● **本文**:
+ + + +
あれだけ怒鳴られたのにもう水に流そうとする天龍は、本当に気がいいやつだ。

駆逐の子たちに慕われているという評判も、なるほど納得できる。


だからこそ新任の俺がどんな提督か、こうして確かめに来たのだろう。

何よりもまず、自分の仲間たちの安全を確かめるために。

だから、確信した天龍は、今日のことを広めてくれる。

今度の提督は、艦娘のことを気遣う信頼できる提督だと、鎮守府の仲間たちに。

・・・少し頼りないところもあるけれどという、親しみやすいオチまで付けて。



これこそが、俺の狙いだ。

最初に相手の信頼を勝ち取ること。

これが、事を起こす為に何よりも必要なことだから。

「良かったよ、お前みたいな提督が来てくれて」


そうやって照れながら笑う彼女は、年相応の少女にしか見えなくて。

彼女を騙して信頼を得たことに、僅かながら俺は罪悪感を感じるのだった。

じゃあな、今度から正しい指示を頼むぜとすっかり気をよくした天龍が退出した。

少し遅れて、ほとんど喋らなかった龍田が続く。

天龍が外の廊下を進んでいったのを確認して、彼女が振り向く。



「あのう、提督?」

「龍田も、すまなかったね。天龍にももう一度伝えてくれ。すまなかった、と」



目的を終えて、安心しきっていた俺に、一言。

「あんまり天龍ちゃんをからかっちゃ駄目よ~?何が目的か知らないけれど」

「・・・」

「天龍ちゃんを傷つけたら、許さないから」


じゃあね、と。
今度はこちらを振り向きもせず、龍田が退出していった。


全く。

天竜のことを大根役者なんって、笑えないよ、これじゃあ。

「まあ、80点といったところか」
「全く。うんざりだわ」


寡黙に徹していた隣の相棒から声がする。


「何、さっきまでの三文芝居は。昔の熱血ドラマでも見たければ、仕事が終わってからにして頂戴」

「さっきまでのが仕事なんだけどね。提督としての」


「言っておくけど、あんなので騙されるのは天龍くらいのものよ。他の艦娘たちにも同じ手を使おうとしているなら、考え直すのね」


下手な芝居に付き合わされて不機嫌そうな叢雲は、さっきまで黙っていた鬱憤を晴らすかのように饒舌だ。

最も、叢雲が不機嫌そうなのはいつもの事だけれども、といったら殴られるだろうか。

「アンタ今何か、失礼なこと考えてないでしょうね」
+ + + +
● **データ抜粋**:
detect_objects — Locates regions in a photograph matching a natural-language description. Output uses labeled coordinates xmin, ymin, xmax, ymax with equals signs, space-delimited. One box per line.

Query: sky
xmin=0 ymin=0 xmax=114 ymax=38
+ + + +
● **目的**: 提督と艦娘たちの物語である本文について、最後の文に続く部分を書いてください。 データはこの作業とは関係がありません。

● **回答**:
「そんな、滅相もない」


龍田と同じで勘が鋭い様だ。秘書艦様はおっかない。

「まあ、これでアンタの提督業の第一歩は、踏み出せたようね」

「ああ、まずは早期に艦娘たちに慕われること。信頼を勝ち取ること」



もちろん、時間をかけて、結果を出して信頼してもらう自信はある。

けれども、艦娘たち一人ずつに「信頼してもいいかも」という最初のステップを踏んでいくのは、莫大な時間がかかる。


だから。

「だから、あんな面倒くさい芝居を演じたのね」

「新任提督の微笑ましい失敗談。良いだろう?」

「まあ、明日には鎮守府中に広がっているでしょね、この噂は」


年頃の女の子たちが集まっている場所だ。そんなの俺じゃなくても容易に想像できる。


だから、気のいい、仲間内から慕われているだろう天龍を利用することにした。

これで艦娘たちの間では、自分は親しみやすい提督というイメージが浸透するだろう。

一瞬で、手っ取り早く。

前任者の人気が無かったようだから、なおさらだ。


それを踏み台にして。
「鎮守府の全ての艦娘たちを、落としてやる」

そして。
「全ての深海棲艦どもを、この世から消し去ってやる」


隣で叢雲がビク、っと震えるのが分かる。

ギラつく目を、努めて押し隠しながら。

俺は静かにそう宣言した。

<幕間>
今日は以上です。今後も書き溜めたものを投下します。

前作がシリアスだったので、萌え萌えキュンな作品を作ろうとしたらドシリアスに。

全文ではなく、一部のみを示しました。